Text segment -
Companies usually sell to consumers online but trade with other businesses through catalogues, telesales and salespeople out on the road. That is changing with a huge rise of B2B ecommerce.
What is the size of the B2B eCommerce market?
It should not come as a surprise that the size of the B2B ecommerce market is increasing. Forrester Research found that in 2015 B2B e-commerce companies generated $780 billion. This is part of an upward trend, and it is predicted that B2B ecommerce revenues will continue growing and will be worth $1.13 trillion by 2020.
According to Forrester:
- 74% of B2B buyers will research at least half of their business purchases online.
- 93% of business buyers prefer to purchase online when they’ve decided what to buy.
- 56% of business were expected to make at least half of their work-related purchases online by 2017.
What does a B2B ecommerce customer look like?
It is very important to start by understanding B2B customer type. It is reasonable to assume that the decision makers are older, more senior occupants of the C-Suite. However, a study by Google with Millward Brown Digital shows that B2B e-commerce websites also need to focus on the people researching buying decisions which means those ever online, millennials. According to this study, almost 50% of researchers were aged between 18-34.
So how important are those researchers? According to the study they are very important. While 64% of the C Suite respondents had sign-off, so did 24% of the non C-Suite. When it comes to influence the non C Suite are even more important. More than 4/5 Non C-Suite employees influence decisions.
What is also very important to understand that the B2B customers do not exist in a vacuum. They are almost certainly a B2C customer as well. Their expectations of how a B2B website should work will have been set by Amazon, Tesco, Argos, John Lewis and more.

Listed records -
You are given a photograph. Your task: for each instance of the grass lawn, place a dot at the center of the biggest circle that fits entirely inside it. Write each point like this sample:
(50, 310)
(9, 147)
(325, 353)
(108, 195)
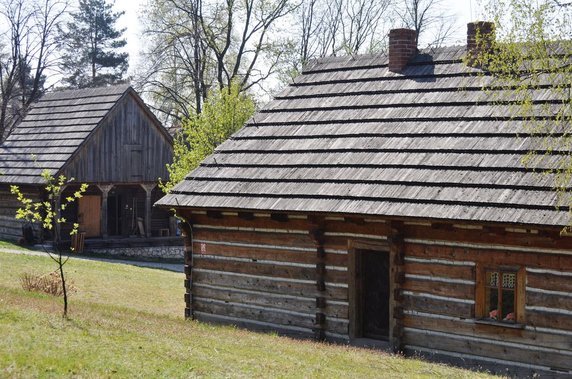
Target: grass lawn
(127, 321)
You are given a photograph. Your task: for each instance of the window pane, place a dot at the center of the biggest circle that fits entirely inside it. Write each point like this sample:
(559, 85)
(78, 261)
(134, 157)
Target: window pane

Your tasks -
a. In the B2B ecommerce text, how much revenue did B2B e-commerce companies generate in 2015, according to Forrester Research?
b. Reproduce the portion of the B2B ecommerce text that opens with the words containing "- 93% of business" and closes with "aged between 18-34.".

Response list -
a. $780 billion.

b.
- 93% of business buyers prefer to purchase online when they’ve decided what to buy.
- 56% of business were expected to make at least half of their work-related purchases online by 2017.
What does a B2B ecommerce customer look like?
It is very important to start by understanding B2B customer type. It is reasonable to assume that the decision makers are older, more senior occupants of the C-Suite. However, a study by Google with Millward Brown Digital shows that B2B e-commerce websites also need to focus on the people researching buying decisions which means those ever online, millennials. According to this study, almost 50% of researchers were aged between 18-34.